Text shown =>
· · · · · · ·

Dave Chappelle

The sixth man

Dave Chappelle first came to widespread attention in the mid-'90s through small-but-memorable roles in films like The Nutty Professor and Con Air. Anyone paying attention to stand-up comedy, however, already knew him as one of the funniest comics on the road. Since breaking into films, Chappelle has begun the transition to higher-profile roles (in You've Got Mail, Blue Streak, and the stoner comedy Half-Baked, which he co-wrote) while periodically returning to stand-up. From the road, Chappelle spoke to The Onion A.V. Club about his past, his multifaceted career, and fatherhood.

The Onion: Do you find it's pretty easy to get back into the swing of stand-up after doing a bunch of movies?

Dave Chappelle: Not easy. It's fun, man, it's always like an education. Stand-up is the kind of gig that'll show you where you're at.

O: You started doing stand-up when you were 14. What was your material like then?

DC: Kind of like it is now, actually. It was shorter, one-liney and shit. And then it kind of evolved into stories as I went along.

O: Is any of that stuff still in your routine at all?

DC: Oh, no, I don't do any jokes that old. I might have maybe one or two jokes from high school that I still do.

O: How long do you usually keep jokes in rotation?

DC: You get sick of 'em, you know. Either I do them on TV, and then you worry, like, "Oh, everyone's gonna see it," so you chuck it, or you just get sick of saying it. After a while, a joke, if you say it too much, just becomes contrived, or fake-sounding.

O: Jerry Seinfeld would go on Letterman and do stuff from the openings of his show. It always kind of puzzled me, because if you have the most popular show on television, chances are, people know the jokes already.

DC: Yeah, that kind of thing is no fun as a comic. Seinfeld, he was doing that show all the time, so he kind of had an excuse. He didn't have time to do stand-up. A guy like me, I have no excuses.

O: You have lots of time on your hands?

DC: Too much time on the brother's hands.

O: At what point did you realize you were a comedian and not just some guy telling jokes for fun?

DC: Oh, from the beginning.

O: Why?

DC: Just for the love that I had of it. I just always loved stand-up. It's like magic. You say something, and a whole room full of people laughs together. Say something else, they laugh again. The fact that people come to see that and participate in that... I don't know, it's just like magic.

O: What made you want to do it to begin with?

DC: I don't know. I started when I was 14. I figured out that's what I wanted to do when I was 14. Even when I was six, I can remember people telling me, "You're gonna be a comedian," and all this stuff.

O: You headed out to New York right after graduating high school in Washington, DC. Were there any doubts that that was the right thing to do?

· · · · · · ·

Data provided =>
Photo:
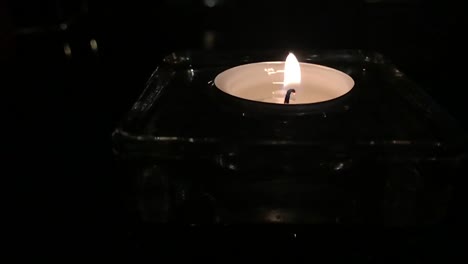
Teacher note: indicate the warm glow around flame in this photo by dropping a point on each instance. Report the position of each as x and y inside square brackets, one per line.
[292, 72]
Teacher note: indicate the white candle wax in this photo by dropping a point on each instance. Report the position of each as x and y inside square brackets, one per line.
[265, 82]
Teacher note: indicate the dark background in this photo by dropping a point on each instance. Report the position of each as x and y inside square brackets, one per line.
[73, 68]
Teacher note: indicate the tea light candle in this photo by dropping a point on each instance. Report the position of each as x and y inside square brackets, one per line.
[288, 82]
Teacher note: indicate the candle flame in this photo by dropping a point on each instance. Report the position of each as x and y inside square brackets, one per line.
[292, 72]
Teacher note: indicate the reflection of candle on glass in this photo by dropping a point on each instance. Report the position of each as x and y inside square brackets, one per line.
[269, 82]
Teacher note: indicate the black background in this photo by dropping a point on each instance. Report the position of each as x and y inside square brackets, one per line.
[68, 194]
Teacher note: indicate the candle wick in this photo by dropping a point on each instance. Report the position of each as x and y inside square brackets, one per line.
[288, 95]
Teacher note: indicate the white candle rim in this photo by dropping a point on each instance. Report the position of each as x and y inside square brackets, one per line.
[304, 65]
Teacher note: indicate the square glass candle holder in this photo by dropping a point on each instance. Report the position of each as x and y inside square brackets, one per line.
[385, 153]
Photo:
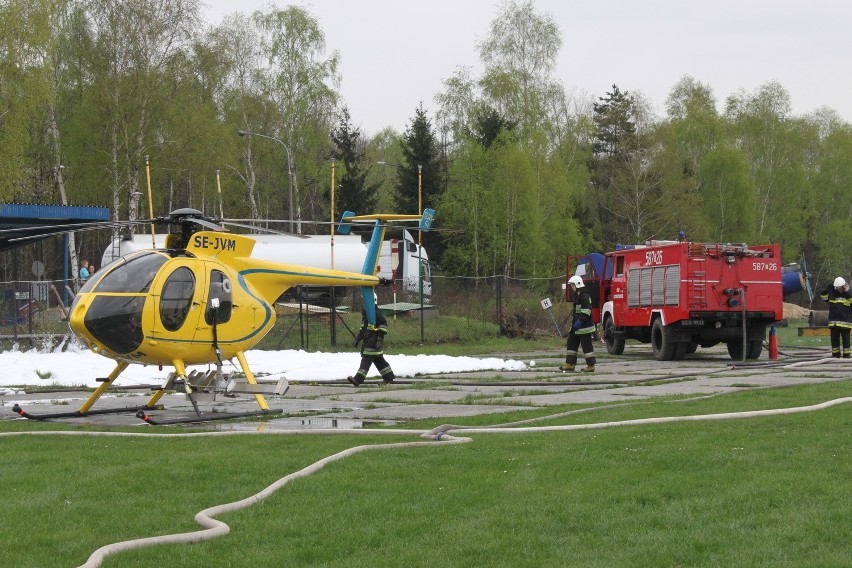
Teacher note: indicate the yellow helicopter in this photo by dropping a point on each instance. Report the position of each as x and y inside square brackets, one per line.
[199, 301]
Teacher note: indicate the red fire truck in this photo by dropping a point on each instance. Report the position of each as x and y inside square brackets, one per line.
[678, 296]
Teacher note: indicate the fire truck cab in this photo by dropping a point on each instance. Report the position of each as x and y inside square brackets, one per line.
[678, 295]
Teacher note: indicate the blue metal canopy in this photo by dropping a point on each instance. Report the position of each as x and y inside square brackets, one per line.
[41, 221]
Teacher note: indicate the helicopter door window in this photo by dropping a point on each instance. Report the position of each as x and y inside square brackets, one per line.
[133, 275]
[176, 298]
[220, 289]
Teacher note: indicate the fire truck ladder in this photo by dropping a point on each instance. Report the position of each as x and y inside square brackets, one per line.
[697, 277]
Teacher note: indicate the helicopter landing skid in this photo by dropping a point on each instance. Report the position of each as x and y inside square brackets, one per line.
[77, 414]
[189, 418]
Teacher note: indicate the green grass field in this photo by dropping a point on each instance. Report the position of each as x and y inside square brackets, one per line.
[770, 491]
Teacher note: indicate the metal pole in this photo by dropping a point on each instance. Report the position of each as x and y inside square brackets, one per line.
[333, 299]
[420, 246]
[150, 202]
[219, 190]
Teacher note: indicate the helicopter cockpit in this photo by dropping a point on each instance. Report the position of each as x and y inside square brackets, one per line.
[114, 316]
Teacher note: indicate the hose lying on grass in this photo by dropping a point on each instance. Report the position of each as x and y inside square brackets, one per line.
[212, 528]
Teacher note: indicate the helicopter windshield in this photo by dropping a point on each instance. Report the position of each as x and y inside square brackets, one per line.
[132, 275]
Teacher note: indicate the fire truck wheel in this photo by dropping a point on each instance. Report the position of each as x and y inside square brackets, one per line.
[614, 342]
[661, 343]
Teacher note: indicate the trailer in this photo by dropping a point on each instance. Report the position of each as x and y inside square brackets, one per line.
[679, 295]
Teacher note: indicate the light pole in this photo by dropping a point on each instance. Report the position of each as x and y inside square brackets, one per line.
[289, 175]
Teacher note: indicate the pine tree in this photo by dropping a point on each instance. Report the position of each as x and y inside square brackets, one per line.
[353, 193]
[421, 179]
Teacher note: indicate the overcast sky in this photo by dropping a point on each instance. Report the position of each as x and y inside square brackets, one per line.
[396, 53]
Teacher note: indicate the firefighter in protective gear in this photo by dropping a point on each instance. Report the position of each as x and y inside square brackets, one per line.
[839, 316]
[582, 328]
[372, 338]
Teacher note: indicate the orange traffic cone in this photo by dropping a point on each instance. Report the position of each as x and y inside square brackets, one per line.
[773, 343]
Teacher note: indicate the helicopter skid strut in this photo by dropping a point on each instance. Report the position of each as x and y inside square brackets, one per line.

· · · · · · ·

What you have to do => In the Dave Chappelle interview, which film does the introduction say he co-wrote?

Exercise answer => Half-Baked, a stoner comedy.